**Request:** Locate every line of the records that contains the word "doorway" and copy each such line.

**Entries supplied:**
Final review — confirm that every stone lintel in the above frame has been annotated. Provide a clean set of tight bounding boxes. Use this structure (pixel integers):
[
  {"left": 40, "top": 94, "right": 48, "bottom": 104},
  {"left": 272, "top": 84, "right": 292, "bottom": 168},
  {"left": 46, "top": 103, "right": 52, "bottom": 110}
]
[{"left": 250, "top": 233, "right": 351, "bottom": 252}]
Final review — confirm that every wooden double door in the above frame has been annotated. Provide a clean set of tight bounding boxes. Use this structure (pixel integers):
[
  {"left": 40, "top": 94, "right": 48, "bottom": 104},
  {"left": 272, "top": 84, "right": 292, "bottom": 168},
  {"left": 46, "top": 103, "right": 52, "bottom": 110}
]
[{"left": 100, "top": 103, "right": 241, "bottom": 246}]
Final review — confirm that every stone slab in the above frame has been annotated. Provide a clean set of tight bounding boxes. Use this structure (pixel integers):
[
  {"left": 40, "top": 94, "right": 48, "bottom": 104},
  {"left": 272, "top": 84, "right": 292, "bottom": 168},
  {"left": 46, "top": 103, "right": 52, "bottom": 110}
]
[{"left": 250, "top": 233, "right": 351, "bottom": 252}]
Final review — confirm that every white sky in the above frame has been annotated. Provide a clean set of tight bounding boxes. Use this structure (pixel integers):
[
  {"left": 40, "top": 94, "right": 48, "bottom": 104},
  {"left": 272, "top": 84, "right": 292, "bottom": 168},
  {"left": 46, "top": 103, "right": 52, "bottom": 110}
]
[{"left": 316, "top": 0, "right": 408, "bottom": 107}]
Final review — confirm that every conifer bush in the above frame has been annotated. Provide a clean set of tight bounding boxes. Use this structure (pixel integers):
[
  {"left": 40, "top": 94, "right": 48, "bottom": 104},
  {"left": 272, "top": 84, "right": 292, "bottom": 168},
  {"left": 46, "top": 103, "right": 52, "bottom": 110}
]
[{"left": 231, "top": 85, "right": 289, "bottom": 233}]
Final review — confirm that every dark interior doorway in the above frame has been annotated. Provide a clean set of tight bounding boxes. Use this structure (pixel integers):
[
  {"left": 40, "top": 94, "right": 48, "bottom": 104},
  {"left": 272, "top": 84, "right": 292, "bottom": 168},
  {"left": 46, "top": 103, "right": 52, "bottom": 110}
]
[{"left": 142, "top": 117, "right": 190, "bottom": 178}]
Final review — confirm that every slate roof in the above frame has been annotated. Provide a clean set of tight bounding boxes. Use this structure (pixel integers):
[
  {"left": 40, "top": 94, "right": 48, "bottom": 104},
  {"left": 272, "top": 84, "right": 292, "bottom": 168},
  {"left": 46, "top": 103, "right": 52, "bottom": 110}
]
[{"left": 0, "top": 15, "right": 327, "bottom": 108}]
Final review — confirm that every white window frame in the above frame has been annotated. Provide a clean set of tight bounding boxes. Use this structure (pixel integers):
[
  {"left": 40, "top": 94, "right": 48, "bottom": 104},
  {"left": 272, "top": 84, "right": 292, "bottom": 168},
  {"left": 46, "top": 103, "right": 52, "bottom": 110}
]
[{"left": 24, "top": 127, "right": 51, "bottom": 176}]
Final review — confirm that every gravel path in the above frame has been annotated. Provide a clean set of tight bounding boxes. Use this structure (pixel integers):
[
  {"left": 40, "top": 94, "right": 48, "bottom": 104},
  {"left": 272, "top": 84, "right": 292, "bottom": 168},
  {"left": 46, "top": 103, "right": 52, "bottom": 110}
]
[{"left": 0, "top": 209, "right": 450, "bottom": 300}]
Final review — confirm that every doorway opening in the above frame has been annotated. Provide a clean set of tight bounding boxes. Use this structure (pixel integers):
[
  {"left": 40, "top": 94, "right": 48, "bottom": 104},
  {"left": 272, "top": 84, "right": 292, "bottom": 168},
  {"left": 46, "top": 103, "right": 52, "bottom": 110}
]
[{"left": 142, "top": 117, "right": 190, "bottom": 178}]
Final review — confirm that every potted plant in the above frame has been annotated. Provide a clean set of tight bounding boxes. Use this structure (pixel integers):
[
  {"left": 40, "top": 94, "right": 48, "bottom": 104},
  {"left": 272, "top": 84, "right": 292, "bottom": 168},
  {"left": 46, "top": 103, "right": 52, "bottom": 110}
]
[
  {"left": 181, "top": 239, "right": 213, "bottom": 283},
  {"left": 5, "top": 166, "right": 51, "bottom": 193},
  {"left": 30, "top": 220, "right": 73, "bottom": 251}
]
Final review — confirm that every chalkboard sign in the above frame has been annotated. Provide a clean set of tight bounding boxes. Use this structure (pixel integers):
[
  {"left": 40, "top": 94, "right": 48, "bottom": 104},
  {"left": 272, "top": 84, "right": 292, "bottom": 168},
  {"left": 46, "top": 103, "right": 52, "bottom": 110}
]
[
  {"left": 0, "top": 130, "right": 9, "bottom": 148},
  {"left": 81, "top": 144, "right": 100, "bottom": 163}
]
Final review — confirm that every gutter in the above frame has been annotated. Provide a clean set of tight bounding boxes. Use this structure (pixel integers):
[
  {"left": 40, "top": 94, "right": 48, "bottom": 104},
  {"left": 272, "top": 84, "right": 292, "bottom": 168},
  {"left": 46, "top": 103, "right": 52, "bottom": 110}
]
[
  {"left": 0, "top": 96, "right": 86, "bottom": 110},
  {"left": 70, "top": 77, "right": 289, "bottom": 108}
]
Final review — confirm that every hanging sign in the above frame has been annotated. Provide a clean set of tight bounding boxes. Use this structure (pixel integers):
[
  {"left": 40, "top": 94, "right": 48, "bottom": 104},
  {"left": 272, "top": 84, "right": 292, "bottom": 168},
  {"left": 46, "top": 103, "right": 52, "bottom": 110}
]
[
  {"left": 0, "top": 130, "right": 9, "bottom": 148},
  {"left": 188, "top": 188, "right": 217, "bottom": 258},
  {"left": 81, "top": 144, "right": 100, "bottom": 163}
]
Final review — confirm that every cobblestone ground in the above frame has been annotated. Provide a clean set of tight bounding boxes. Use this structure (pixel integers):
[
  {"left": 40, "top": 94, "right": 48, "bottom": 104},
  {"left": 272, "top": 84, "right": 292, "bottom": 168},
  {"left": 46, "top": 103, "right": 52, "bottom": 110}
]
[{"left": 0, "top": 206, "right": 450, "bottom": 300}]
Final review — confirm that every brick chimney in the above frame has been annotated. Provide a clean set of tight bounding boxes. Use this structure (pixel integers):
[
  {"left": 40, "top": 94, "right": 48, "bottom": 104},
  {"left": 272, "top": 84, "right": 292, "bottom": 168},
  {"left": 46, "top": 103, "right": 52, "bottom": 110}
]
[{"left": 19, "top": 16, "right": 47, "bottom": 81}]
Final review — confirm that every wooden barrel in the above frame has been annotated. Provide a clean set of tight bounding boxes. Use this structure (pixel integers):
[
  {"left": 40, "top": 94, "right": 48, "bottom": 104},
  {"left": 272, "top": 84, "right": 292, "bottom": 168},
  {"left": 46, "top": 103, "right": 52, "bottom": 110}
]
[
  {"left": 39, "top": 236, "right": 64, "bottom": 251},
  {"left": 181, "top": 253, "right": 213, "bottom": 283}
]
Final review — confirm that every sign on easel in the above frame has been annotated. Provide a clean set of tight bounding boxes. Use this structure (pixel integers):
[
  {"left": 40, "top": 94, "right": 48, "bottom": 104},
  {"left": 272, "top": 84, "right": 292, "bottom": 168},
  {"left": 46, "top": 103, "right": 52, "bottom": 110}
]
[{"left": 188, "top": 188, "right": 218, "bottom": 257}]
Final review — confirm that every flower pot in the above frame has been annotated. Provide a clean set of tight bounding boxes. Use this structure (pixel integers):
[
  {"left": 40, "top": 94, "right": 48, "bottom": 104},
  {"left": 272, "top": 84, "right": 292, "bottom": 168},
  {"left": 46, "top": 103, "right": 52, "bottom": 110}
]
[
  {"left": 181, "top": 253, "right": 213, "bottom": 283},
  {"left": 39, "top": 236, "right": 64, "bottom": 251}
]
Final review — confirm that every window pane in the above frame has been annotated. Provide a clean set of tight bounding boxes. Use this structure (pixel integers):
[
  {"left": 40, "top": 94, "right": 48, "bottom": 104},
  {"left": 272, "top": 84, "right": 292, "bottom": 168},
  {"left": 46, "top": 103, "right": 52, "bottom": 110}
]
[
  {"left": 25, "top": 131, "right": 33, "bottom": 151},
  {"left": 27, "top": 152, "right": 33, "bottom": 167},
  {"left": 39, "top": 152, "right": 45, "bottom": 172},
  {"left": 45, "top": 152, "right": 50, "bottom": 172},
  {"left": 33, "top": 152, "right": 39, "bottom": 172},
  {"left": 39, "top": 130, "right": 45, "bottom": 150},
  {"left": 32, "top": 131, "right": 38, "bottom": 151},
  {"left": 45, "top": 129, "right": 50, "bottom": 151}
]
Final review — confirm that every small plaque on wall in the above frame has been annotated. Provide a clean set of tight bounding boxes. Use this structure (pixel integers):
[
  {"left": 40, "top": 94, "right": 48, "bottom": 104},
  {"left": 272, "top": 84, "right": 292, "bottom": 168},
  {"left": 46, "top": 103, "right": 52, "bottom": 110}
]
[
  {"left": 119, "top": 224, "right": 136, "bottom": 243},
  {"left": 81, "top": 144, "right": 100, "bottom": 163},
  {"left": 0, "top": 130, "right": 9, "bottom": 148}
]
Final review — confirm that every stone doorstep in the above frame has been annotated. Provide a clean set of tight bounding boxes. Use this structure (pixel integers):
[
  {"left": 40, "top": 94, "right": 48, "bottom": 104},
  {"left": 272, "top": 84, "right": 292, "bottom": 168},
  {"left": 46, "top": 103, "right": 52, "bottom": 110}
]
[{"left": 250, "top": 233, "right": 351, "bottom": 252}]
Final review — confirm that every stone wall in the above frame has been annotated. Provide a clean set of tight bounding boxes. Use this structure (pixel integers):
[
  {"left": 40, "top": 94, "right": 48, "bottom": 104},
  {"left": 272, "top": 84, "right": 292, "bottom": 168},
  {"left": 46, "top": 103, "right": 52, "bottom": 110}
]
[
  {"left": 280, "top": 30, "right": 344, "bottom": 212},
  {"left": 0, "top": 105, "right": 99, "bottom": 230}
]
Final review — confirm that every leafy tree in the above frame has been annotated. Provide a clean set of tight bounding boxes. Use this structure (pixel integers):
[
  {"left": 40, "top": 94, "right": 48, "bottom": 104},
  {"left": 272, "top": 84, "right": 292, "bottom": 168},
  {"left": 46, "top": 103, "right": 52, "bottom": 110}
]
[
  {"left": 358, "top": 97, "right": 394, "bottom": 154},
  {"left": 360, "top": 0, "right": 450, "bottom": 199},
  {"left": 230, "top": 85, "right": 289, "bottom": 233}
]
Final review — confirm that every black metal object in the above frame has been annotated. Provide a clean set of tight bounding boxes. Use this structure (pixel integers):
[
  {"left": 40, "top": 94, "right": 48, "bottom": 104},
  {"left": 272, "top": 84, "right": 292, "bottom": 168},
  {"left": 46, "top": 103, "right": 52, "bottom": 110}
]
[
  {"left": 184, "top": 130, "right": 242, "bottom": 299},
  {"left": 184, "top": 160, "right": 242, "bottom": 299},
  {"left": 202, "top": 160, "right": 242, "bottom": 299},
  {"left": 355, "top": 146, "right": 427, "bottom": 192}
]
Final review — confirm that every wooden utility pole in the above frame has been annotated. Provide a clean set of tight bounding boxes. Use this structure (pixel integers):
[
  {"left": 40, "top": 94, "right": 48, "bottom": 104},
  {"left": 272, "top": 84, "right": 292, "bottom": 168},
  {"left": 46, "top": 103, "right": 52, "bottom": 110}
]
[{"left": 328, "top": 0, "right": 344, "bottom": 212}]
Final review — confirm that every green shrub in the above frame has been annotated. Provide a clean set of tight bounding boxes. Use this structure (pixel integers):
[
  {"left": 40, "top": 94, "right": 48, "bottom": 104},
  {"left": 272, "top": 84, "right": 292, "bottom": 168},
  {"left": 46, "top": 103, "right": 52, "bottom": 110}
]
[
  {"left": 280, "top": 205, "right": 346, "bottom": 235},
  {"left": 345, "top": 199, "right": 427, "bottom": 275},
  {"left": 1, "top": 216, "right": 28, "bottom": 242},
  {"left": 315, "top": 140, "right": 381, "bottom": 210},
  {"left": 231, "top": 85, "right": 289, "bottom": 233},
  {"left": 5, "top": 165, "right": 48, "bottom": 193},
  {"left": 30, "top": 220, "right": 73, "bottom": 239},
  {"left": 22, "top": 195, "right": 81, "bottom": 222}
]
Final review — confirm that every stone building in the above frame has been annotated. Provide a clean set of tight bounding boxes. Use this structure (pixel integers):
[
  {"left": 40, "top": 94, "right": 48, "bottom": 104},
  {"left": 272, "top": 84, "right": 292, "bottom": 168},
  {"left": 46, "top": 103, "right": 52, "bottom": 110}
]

**Written solution:**
Final review — confirm that every dark interior doorway in the above frame has been annotated. Provide a clean set of tight bounding boxes. Use this structure (pixel integers):
Final review — confirm that every doorway opening in the above frame has been annotated. Provide a clean set of tight bounding boxes. Use this structure (pixel integers):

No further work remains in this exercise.